Reproduce every one of the following records verbatim, line by line, with no alteration.

# DATA LINES:
++++

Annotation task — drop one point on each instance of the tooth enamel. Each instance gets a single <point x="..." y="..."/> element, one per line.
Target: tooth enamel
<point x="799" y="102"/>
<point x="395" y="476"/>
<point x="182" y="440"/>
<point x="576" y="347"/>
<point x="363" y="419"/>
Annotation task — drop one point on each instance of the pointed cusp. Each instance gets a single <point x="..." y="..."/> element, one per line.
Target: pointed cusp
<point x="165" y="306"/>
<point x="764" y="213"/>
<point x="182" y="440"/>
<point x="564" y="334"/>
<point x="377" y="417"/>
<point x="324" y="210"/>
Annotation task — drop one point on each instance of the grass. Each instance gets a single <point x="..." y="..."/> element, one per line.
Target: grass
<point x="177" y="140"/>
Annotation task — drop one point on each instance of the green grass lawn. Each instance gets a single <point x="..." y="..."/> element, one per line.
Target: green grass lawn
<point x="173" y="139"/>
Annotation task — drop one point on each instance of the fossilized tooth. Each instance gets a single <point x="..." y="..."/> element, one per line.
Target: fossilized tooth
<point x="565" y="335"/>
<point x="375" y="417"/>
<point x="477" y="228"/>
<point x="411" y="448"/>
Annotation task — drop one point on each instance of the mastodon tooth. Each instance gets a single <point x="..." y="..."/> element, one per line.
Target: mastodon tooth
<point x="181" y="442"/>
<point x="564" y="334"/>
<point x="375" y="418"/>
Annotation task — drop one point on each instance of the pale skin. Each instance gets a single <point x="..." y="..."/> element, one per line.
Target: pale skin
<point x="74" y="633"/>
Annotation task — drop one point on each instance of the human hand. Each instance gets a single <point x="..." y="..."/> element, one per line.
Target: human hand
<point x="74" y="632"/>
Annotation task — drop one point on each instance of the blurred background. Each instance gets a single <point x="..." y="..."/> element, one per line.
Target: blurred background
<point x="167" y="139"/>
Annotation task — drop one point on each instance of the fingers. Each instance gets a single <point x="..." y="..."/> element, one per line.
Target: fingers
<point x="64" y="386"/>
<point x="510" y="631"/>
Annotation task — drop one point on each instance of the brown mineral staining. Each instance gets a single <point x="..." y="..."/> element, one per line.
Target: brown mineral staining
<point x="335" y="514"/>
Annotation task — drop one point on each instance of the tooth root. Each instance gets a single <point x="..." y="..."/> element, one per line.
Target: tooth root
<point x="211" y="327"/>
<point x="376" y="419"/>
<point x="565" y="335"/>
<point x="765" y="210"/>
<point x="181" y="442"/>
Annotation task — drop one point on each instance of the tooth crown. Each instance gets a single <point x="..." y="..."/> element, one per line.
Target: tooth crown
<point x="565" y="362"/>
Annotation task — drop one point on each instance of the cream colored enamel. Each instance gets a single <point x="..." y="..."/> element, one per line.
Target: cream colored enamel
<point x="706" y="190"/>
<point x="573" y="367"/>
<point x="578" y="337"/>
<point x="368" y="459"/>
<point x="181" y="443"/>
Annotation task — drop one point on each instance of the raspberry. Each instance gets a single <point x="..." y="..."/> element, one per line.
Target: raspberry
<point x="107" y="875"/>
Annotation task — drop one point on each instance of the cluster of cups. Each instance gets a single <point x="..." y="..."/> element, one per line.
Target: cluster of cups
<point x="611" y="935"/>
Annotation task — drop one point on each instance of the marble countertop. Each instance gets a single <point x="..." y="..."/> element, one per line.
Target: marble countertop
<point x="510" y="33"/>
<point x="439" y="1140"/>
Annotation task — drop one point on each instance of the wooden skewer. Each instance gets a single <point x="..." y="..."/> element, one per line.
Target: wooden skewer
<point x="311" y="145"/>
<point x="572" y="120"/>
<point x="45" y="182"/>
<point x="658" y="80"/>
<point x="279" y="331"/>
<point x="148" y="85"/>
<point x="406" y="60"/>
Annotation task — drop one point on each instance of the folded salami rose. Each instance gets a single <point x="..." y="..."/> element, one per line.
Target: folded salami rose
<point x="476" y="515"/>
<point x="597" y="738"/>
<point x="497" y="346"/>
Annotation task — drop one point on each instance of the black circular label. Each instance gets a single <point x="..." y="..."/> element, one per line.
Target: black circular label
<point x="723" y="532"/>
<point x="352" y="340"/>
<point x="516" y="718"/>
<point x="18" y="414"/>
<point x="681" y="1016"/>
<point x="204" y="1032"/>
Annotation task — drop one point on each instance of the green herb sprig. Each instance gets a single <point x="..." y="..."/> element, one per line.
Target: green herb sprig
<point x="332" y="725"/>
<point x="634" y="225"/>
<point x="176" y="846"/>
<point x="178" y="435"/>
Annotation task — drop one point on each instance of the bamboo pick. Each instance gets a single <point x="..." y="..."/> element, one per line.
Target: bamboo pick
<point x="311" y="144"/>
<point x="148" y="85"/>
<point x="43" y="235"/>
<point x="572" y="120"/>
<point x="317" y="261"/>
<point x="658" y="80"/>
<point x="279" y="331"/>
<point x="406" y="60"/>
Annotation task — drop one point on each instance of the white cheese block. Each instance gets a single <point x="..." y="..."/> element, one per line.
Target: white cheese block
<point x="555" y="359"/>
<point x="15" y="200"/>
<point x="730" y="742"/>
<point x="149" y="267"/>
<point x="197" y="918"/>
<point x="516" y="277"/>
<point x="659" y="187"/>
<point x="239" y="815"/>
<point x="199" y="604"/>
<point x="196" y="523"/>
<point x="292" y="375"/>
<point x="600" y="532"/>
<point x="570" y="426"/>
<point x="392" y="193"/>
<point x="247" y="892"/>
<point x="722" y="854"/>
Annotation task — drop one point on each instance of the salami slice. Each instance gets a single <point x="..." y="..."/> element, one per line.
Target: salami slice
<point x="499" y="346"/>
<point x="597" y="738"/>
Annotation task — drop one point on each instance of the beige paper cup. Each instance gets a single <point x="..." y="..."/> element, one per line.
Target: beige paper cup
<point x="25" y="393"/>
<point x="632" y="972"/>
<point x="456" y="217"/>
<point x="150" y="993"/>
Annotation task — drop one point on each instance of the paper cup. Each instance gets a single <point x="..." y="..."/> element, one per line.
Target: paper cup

++++

# RESPONSE TO THE EXERCISE:
Annotation task — drop one point on each instance of the tooth enamel. Each instance gets a single <point x="..." y="..."/> element, one per line.
Target: tooth enamel
<point x="799" y="102"/>
<point x="395" y="476"/>
<point x="182" y="440"/>
<point x="576" y="347"/>
<point x="363" y="419"/>
Annotation task — drop one point on each instance of the pointed cusp. Each instance gets a single <point x="..." y="..."/> element, one per line.
Target: pointed cusp
<point x="165" y="306"/>
<point x="764" y="213"/>
<point x="182" y="440"/>
<point x="564" y="334"/>
<point x="377" y="417"/>
<point x="324" y="210"/>
Annotation task — drop one point on each instance of the grass. Each instance gets a single <point x="..." y="..."/> element, one per line.
Target: grass
<point x="177" y="140"/>
Annotation task — drop one point on each instance of the green grass lawn. Each instance gets a single <point x="..." y="..."/> element, one per line.
Target: green grass lawn
<point x="173" y="139"/>
Annotation task — drop one point on each instance of the fossilized tooth. Each instance gets a single <point x="..." y="..."/> element, one per line.
Target: fossilized tooth
<point x="565" y="335"/>
<point x="375" y="417"/>
<point x="477" y="228"/>
<point x="411" y="448"/>
Annotation task — drop one point on each instance of the mastodon tooth. Each instance gets a single <point x="..." y="..."/> element, one per line.
Target: mastodon tooth
<point x="181" y="442"/>
<point x="564" y="334"/>
<point x="375" y="418"/>
Annotation task — drop one point on each instance of the pale skin. Each instance gets a single <point x="..." y="..."/> element, one per line.
Target: pale skin
<point x="74" y="633"/>
Annotation task — drop one point on each instance of the human hand. Each instance gets a single <point x="..." y="..."/> element, one per line.
Target: human hand
<point x="74" y="632"/>
Annotation task — drop one point on each instance of the blurred background. Each instance gets a single <point x="..." y="..."/> element, one per line.
Target: blurred background
<point x="167" y="139"/>
Annotation task — drop one point on each instance of the fingers. Each instance gets a single <point x="..." y="..."/> element, one per line.
Target: fingers
<point x="64" y="386"/>
<point x="510" y="631"/>
Annotation task — drop one point on each instance of the brown mineral staining. Each instance gets a single <point x="..." y="..."/> element, one per line.
Target: brown mineral staining
<point x="335" y="514"/>
Annotation task — drop one point on each instance of the tooth root. Each instance gets a single <point x="..." y="..."/> element, one per line.
Target: tooth root
<point x="211" y="327"/>
<point x="376" y="419"/>
<point x="565" y="335"/>
<point x="765" y="210"/>
<point x="181" y="442"/>
Annotation task — drop one point on each instance of the tooth crown. Each instance gets a single <point x="..." y="..."/> element, one per line.
Target: tooth crown
<point x="565" y="362"/>
Annotation task — drop one point on each instance of the cream colored enamel. Each instance gets a single <point x="..." y="..."/> element, one per line.
Target: cream colored enamel
<point x="706" y="190"/>
<point x="573" y="367"/>
<point x="578" y="337"/>
<point x="368" y="459"/>
<point x="181" y="443"/>
Annotation task — drop one point on each instance of the raspberry. Each instance gets a single <point x="..." y="..."/> element, one per line.
Target: raspberry
<point x="107" y="875"/>
Annotation task — drop one point on each instance of the cluster of cups. Each instance gets a single <point x="..." y="..."/> element, one per line.
Target: cluster of cups
<point x="611" y="935"/>
Annotation task — drop one point on each instance of the marble countertop. Each instance gets a single <point x="..." y="..."/> element, one per line.
Target: marble countertop
<point x="510" y="33"/>
<point x="439" y="1140"/>
Annotation task — drop one point on each instance of the wooden skewer. Each instance gets a single <point x="..." y="..."/> element, one per line.
Target: wooden skewer
<point x="311" y="145"/>
<point x="572" y="120"/>
<point x="45" y="182"/>
<point x="658" y="80"/>
<point x="279" y="331"/>
<point x="148" y="85"/>
<point x="406" y="60"/>
Annotation task — drop one point on each instance of the folded salami rose. Each instance gets a single <point x="..." y="..."/> element, one per line.
Target: folded salami rose
<point x="476" y="515"/>
<point x="597" y="738"/>
<point x="497" y="346"/>
Annotation task — drop one point on each instance of the black circular label. Each instance gets a single <point x="..." y="..."/> element, one per line.
Target: black circular label
<point x="723" y="532"/>
<point x="352" y="340"/>
<point x="516" y="718"/>
<point x="18" y="414"/>
<point x="681" y="1016"/>
<point x="204" y="1032"/>
Annotation task — drop one point on each instance of the green herb sprig. Each instance gets a single <point x="..." y="..."/> element, one per line.
Target: green herb sprig
<point x="332" y="725"/>
<point x="634" y="225"/>
<point x="176" y="846"/>
<point x="178" y="435"/>
Annotation task — drop one point on each instance of the bamboo pick. Each instance gets a single <point x="..." y="..."/> element, one per line.
Target: bamboo pick
<point x="311" y="144"/>
<point x="148" y="85"/>
<point x="43" y="235"/>
<point x="572" y="120"/>
<point x="317" y="261"/>
<point x="658" y="80"/>
<point x="279" y="331"/>
<point x="406" y="60"/>
Annotation task — drop one point on each instance of the white cheese block. Each instance gets a single <point x="..." y="..."/> element, one per line.
Target: white cheese block
<point x="555" y="359"/>
<point x="15" y="200"/>
<point x="730" y="742"/>
<point x="149" y="267"/>
<point x="197" y="918"/>
<point x="516" y="277"/>
<point x="659" y="187"/>
<point x="239" y="815"/>
<point x="199" y="604"/>
<point x="196" y="523"/>
<point x="292" y="375"/>
<point x="600" y="532"/>
<point x="570" y="426"/>
<point x="392" y="193"/>
<point x="247" y="892"/>
<point x="722" y="854"/>
Annotation task — drop one point on each instance of the salami slice. Each instance gets a single <point x="..." y="..."/> element, one per line.
Target: salami slice
<point x="499" y="346"/>
<point x="597" y="738"/>
Annotation task — drop one point on each instance of the beige paper cup. Each instance gets a single <point x="..." y="..."/> element, one per line.
Target: beige paper cup
<point x="25" y="393"/>
<point x="632" y="972"/>
<point x="456" y="217"/>
<point x="150" y="993"/>
Annotation task — drop one point on each instance of the paper cup. Each instance gets a single <point x="..." y="..."/> element, one per line.
Target: paper cup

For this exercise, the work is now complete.